▸ WHAT THE TASK ASKS: Give the data a second time, exactly and in full.

▸ THE RECORDS:
=== Section Start ===
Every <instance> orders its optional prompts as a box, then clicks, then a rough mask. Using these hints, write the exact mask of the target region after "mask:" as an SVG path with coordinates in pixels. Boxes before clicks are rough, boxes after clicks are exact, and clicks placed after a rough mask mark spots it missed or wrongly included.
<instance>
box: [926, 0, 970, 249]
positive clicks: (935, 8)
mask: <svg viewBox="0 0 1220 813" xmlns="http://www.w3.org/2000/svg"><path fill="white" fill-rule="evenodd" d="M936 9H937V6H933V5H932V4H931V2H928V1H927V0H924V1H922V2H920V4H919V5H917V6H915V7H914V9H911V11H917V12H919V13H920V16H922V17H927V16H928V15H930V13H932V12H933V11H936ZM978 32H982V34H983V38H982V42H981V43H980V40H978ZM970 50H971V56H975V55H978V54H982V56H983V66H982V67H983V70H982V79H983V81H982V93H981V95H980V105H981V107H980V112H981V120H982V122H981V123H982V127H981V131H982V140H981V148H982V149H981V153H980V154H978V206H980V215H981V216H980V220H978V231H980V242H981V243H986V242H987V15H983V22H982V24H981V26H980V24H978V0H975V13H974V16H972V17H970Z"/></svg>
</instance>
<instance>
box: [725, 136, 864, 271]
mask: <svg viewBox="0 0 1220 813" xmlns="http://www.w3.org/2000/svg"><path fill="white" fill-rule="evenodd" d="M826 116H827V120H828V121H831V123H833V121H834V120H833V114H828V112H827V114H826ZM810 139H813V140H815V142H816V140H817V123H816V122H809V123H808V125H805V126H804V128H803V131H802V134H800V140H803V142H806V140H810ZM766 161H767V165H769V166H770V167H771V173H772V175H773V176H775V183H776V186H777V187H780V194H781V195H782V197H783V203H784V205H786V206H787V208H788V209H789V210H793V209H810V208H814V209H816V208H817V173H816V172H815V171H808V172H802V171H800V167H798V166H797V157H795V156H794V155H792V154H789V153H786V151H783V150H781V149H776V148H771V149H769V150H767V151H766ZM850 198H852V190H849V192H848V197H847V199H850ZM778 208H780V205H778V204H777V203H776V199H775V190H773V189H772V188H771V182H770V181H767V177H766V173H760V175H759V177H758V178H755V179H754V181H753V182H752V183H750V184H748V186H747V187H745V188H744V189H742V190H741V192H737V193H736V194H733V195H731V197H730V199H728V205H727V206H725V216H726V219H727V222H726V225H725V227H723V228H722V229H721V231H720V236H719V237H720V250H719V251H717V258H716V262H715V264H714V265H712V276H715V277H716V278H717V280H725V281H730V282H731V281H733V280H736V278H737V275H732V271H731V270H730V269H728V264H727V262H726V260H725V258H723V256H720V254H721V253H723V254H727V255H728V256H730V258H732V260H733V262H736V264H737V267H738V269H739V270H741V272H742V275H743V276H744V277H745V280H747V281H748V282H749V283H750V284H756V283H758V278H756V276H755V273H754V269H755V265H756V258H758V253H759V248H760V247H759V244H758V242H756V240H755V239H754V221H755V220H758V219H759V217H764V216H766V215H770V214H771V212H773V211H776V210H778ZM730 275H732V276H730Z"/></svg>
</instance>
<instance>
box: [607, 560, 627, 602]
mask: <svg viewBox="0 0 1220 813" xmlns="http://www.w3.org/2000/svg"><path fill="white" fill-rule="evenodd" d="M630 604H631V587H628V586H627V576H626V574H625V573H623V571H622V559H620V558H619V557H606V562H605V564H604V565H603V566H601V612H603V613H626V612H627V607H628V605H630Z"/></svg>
=== Section End ===
▸ REPLY TO THE TASK:
Every <instance> orders its optional prompts as a box, then clicks, then a rough mask. Using these hints, write the exact mask of the target region after "mask:" as an SVG path with coordinates in pixels. Boxes before clicks are rough, boxes after clicks are exact, and clicks placed after a rough mask mark spots it missed or wrongly included.
<instance>
box: [926, 0, 970, 249]
positive clicks: (935, 8)
mask: <svg viewBox="0 0 1220 813" xmlns="http://www.w3.org/2000/svg"><path fill="white" fill-rule="evenodd" d="M936 9H937V6H933V5H932V4H931V2H928V1H927V0H924V1H922V2H920V4H919V5H917V6H915V7H914V9H911V11H917V12H919V13H920V16H922V17H927V16H928V15H930V13H932V12H933V11H936ZM978 32H982V34H983V38H982V42H981V43H980V40H978ZM970 50H971V56H975V55H978V54H982V56H983V66H982V67H983V70H982V79H983V81H982V93H981V95H980V105H981V107H980V112H981V120H982V122H981V123H982V127H981V131H982V140H981V148H982V149H981V153H980V154H978V206H980V215H981V216H980V220H978V231H980V242H981V243H986V242H987V15H983V22H982V24H981V26H980V24H978V0H975V13H974V16H972V17H970Z"/></svg>
</instance>
<instance>
box: [725, 136, 864, 271]
mask: <svg viewBox="0 0 1220 813" xmlns="http://www.w3.org/2000/svg"><path fill="white" fill-rule="evenodd" d="M826 116H827V120H828V121H831V123H833V121H834V120H833V114H828V112H827V114H826ZM810 139H813V140H815V142H816V140H817V123H816V122H809V123H808V125H805V126H804V128H803V131H802V134H800V140H803V142H806V140H810ZM766 161H767V165H769V166H770V167H771V173H772V175H773V176H775V183H776V186H777V187H780V194H781V195H782V197H783V203H784V205H786V206H787V208H788V209H789V210H793V209H810V208H814V209H816V208H817V173H816V172H815V171H808V172H802V171H800V167H798V166H797V157H795V156H794V155H792V154H789V153H786V151H783V150H781V149H776V148H771V149H769V150H767V151H766ZM850 198H852V190H849V192H848V197H847V199H850ZM778 208H780V205H778V204H777V203H776V199H775V190H773V189H772V188H771V182H770V181H767V177H766V173H760V175H759V177H758V178H755V179H754V181H753V182H752V183H750V184H748V186H747V187H745V188H744V189H742V190H741V192H737V193H736V194H733V195H731V197H730V199H728V205H727V206H725V216H726V219H727V222H726V225H725V227H723V228H722V229H721V231H720V236H719V237H720V250H719V251H717V258H716V262H715V264H714V265H712V276H715V277H716V278H717V280H725V281H730V282H731V281H733V280H736V278H737V275H732V271H731V270H730V269H728V264H727V262H726V260H725V258H723V256H720V254H721V253H723V254H727V255H728V256H730V258H732V260H733V262H736V264H737V267H738V269H739V270H741V272H742V275H743V276H744V277H745V280H747V281H748V282H749V283H750V284H756V283H758V278H756V276H755V273H754V269H755V265H756V258H758V253H759V248H760V247H759V244H758V242H756V240H755V239H754V221H755V220H758V219H759V217H764V216H766V215H770V214H771V212H773V211H776V210H778ZM730 275H732V276H730Z"/></svg>
</instance>
<instance>
box: [607, 560, 627, 602]
mask: <svg viewBox="0 0 1220 813" xmlns="http://www.w3.org/2000/svg"><path fill="white" fill-rule="evenodd" d="M630 604H631V587H628V586H627V576H626V574H625V573H623V571H622V559H620V558H619V557H606V562H605V564H604V565H603V566H601V612H603V613H626V612H627V607H628V605H630Z"/></svg>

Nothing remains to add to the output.